Text provided —
2. Narrowly Tailored

By thus assuming — again, without granting — that the Defendants have articulated one or more compelling state interests that the Plan might further, we have shifted the focus of our strict scrutiny to the final aspect of Shaw: whether the Plan is narrowly tailored. In our final illustrative comparison with homicide, we note the parallelism between the hypothetical criminal defendant's burden — at common law — of establishing an affirmative defense — such as justifiable homicide — and the State's burden here of establishing the affirmative justification of a compelling state interest. But even such affirmative defenses contain crucial limiting elements: the requirement of applying only reasonable force in the self-defense context, and the requirement of narrow tailoring in the compelling state interest context.

We realize that many states choose to make the absence of justification an element of the actus reus, thereby imposing upon the prosecution the burden of proving that the criminal defendant did not act in self-defense. As the Supreme Court has lately declined to review whether the Due Process Clause requires the burden of persuasion in self-defense cases to be placed on the prosecution, see, e.g., Moran v. Ohio, 469 U.S. 948, 105 S.Ct. 350, 83 L.Ed.2d 285 (1984) (Brennan, J., dissenting), state legislatures remain free to allocate burdens of proof "by labeling as affirmative defenses" aspects of a case that could alternatively be considered elements of a crime. Patterson v. New York, 432 U.S. 197, 210, 97 S.Ct. 2319, 2327, 53 L.Ed.2d 281 (1977); see also McElroy v. Holloway, 451 U.S. 1028, 1029-31, 101 S.Ct. 3019, 3019-21, 69 L.Ed.2d 398, 399-400 (Rehnquist, J., dissenting). For our purposes, however, such subtleties are irrelevant: as noted above, we are merely using classic common law homicide/self-defense as an instructive analogy.

Supplied information —
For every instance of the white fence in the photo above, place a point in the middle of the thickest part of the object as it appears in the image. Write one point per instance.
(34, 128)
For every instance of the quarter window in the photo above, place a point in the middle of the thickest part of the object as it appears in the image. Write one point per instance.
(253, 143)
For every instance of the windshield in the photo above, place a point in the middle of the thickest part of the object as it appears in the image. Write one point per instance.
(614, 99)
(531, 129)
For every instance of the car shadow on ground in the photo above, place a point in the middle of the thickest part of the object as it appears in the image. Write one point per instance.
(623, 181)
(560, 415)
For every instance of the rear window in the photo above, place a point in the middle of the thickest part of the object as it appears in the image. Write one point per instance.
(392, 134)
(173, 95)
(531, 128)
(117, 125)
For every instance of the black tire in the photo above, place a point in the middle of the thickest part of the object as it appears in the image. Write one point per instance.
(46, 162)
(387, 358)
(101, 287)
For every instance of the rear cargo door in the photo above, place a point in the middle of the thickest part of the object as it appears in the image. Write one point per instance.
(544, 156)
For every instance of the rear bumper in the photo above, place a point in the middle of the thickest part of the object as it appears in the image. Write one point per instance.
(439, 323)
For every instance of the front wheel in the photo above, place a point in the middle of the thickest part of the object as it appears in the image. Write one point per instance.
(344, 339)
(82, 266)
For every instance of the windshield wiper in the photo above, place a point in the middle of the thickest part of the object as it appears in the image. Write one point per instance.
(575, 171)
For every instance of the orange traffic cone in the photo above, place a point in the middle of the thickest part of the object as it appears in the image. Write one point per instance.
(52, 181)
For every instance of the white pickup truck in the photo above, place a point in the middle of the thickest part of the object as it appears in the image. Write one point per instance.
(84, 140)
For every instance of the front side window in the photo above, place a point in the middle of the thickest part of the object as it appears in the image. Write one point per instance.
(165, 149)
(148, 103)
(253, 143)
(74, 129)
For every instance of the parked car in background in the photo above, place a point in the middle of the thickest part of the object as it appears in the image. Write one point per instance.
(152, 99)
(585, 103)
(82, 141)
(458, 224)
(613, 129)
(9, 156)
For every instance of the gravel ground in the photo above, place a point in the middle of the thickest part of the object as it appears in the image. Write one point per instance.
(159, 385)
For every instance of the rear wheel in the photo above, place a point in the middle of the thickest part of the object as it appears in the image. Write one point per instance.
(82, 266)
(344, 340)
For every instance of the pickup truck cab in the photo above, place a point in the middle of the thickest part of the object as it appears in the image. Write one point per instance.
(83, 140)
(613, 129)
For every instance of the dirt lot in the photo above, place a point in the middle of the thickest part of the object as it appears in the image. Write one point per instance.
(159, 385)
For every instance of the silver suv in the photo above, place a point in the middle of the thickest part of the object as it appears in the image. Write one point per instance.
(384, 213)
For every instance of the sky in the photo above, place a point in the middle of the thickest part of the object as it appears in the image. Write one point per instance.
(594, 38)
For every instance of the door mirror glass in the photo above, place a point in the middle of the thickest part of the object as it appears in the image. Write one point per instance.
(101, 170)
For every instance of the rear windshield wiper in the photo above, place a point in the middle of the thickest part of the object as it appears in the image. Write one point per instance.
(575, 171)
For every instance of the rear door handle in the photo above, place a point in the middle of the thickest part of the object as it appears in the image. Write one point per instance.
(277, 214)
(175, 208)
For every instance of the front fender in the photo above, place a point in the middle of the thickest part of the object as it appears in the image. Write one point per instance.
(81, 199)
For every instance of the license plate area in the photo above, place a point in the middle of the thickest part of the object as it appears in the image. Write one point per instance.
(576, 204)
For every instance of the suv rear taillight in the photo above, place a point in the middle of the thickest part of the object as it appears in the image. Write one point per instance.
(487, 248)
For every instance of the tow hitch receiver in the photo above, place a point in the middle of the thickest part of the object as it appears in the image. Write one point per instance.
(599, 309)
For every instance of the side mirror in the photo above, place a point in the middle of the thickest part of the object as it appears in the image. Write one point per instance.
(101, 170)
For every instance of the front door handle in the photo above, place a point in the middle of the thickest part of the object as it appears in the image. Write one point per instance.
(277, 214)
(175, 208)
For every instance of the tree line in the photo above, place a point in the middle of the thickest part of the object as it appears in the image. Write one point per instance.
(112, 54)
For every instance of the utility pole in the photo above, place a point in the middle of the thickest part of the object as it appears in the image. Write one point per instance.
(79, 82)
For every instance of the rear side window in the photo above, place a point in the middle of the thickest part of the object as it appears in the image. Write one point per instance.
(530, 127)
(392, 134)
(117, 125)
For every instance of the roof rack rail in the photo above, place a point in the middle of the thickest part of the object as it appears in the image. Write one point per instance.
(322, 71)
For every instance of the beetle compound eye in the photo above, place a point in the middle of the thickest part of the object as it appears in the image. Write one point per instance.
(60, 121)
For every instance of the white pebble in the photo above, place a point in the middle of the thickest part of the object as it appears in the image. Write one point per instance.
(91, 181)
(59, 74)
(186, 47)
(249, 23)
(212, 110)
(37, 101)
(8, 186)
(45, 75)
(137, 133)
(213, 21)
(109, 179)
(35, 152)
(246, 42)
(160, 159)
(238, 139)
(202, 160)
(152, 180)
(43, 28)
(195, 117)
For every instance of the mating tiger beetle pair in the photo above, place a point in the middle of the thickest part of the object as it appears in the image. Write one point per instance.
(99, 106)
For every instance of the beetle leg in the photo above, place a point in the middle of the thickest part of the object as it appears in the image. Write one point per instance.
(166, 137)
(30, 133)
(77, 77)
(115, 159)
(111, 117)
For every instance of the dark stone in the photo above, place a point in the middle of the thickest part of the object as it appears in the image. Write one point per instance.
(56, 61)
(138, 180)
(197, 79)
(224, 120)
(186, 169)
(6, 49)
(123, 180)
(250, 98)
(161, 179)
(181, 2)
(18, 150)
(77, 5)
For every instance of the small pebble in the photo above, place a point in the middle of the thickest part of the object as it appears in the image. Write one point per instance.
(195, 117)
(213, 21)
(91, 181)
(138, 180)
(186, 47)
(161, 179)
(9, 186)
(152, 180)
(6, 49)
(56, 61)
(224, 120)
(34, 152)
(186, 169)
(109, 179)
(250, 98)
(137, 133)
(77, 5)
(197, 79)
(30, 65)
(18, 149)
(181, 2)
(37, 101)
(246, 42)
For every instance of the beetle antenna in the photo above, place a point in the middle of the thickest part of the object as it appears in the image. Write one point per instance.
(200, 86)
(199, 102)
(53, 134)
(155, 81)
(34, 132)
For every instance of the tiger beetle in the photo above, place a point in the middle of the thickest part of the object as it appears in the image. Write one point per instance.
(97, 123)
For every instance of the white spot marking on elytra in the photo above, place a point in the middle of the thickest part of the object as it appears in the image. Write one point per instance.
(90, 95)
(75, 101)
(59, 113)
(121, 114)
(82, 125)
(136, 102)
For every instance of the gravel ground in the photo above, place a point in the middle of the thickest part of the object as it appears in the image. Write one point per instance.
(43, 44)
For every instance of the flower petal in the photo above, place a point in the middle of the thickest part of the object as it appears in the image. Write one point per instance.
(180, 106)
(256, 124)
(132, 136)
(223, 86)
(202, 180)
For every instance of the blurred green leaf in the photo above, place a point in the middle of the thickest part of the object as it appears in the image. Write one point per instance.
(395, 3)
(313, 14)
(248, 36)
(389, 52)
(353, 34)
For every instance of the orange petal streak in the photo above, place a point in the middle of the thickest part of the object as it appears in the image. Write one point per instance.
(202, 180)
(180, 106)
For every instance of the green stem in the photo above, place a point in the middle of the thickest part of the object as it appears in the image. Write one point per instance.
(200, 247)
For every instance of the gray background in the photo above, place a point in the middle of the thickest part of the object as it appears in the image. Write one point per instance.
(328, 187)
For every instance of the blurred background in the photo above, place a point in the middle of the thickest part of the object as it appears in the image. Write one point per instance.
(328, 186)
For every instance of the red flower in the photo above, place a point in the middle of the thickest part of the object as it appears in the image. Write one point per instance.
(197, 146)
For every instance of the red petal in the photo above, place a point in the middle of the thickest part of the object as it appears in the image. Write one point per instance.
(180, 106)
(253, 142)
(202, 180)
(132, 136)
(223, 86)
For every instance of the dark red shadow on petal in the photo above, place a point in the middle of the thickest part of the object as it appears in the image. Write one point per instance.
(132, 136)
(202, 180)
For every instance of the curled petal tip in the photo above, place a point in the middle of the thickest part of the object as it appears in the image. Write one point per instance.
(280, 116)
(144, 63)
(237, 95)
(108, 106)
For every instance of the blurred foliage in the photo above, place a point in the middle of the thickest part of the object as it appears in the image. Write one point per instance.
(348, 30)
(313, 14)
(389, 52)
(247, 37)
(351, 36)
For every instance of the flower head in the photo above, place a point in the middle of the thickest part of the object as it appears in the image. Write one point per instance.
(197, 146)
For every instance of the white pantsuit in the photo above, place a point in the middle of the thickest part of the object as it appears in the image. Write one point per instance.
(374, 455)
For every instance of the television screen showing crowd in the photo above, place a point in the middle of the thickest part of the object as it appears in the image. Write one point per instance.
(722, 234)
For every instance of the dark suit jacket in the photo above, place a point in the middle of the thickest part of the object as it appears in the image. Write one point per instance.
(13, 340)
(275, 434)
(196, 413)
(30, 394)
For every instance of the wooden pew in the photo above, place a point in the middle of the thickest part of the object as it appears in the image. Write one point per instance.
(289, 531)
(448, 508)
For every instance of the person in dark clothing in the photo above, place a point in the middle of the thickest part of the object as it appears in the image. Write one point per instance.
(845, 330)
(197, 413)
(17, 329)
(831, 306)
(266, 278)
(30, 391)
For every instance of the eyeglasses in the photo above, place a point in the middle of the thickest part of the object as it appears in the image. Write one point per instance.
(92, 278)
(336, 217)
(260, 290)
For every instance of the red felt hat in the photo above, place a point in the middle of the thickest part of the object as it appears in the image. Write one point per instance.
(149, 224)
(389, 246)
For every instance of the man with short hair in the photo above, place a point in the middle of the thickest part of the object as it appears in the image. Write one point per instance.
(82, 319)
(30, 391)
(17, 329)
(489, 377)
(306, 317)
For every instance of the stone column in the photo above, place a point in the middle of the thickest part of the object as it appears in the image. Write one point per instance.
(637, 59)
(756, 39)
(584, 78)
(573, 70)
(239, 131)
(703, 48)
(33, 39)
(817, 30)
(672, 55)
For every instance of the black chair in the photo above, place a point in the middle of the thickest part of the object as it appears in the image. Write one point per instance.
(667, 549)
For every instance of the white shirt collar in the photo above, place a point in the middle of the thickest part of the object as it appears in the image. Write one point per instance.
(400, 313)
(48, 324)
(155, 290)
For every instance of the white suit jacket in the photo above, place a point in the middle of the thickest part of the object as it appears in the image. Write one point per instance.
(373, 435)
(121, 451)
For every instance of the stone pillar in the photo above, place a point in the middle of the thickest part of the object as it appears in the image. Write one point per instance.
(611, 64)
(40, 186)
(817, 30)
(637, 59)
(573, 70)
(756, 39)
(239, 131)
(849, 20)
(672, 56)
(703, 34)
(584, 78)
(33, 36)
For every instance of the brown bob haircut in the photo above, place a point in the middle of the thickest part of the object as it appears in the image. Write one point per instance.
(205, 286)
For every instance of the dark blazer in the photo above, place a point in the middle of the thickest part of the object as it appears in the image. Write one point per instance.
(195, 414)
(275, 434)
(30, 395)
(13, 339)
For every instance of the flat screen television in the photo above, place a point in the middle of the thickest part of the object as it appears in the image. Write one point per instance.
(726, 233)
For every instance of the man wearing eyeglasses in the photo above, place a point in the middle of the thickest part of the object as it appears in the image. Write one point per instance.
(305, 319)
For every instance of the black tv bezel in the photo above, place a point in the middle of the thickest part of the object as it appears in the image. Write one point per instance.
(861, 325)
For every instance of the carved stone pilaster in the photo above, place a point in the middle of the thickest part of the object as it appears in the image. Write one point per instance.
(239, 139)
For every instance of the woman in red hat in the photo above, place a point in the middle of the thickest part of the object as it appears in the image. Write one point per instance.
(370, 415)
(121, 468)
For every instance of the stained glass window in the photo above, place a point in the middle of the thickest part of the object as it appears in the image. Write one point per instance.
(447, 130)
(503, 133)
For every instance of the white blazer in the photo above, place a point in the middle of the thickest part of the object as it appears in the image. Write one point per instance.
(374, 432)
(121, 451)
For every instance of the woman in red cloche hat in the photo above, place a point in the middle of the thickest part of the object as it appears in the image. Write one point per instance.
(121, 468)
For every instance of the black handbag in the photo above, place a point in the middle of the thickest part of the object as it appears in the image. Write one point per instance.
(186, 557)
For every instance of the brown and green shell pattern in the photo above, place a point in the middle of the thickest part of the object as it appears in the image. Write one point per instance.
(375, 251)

Work required —
Continue the court's narrow-tailoring discussion from its final sentence, keeping its legal register and its homicide/self-defense analogy.

Reply —
A homicide defendant, relying for acquittal on self-defense or justifiable homicide, must show not only that he had a reasonable fear of imminent harm from the aggressor/victim, but also that he used no more force than was reasonably necessary under the circumstances. If a single, deterrent gunshot to the aggressor/victim's leg happens to cause death from uncontrollable hemorrhaging, the homicide may well be justified; but if the defendant fires two or three or four additional, immediately-fatal shots into vital areas of that same aggressor/victim's body after he has been neutralized by the first shot in the leg, the defendant is likely to find that the affirmative defense is unavailing.

In close parallel, Shaw tells us that, even in retrogression cases under Section 5, the State does not have carte blanche to engage in racial gerrymandering; its reapportionment plan must not go "beyond what [is] reasonably necessary" to further the compelling governmental interest. That is the essence of narrow tailoring in the redistricting context: just as a homicide defendant may not use excessive force to stop an aggressor, neither may a state burden the rights and interests of its citizens more than is reasonably necessary to further the compelling governmental interest advanced by the state.

Shaw, 508 U.S. at ___, 113 S.Ct. at 2831, 125 L.Ed.2d at 534.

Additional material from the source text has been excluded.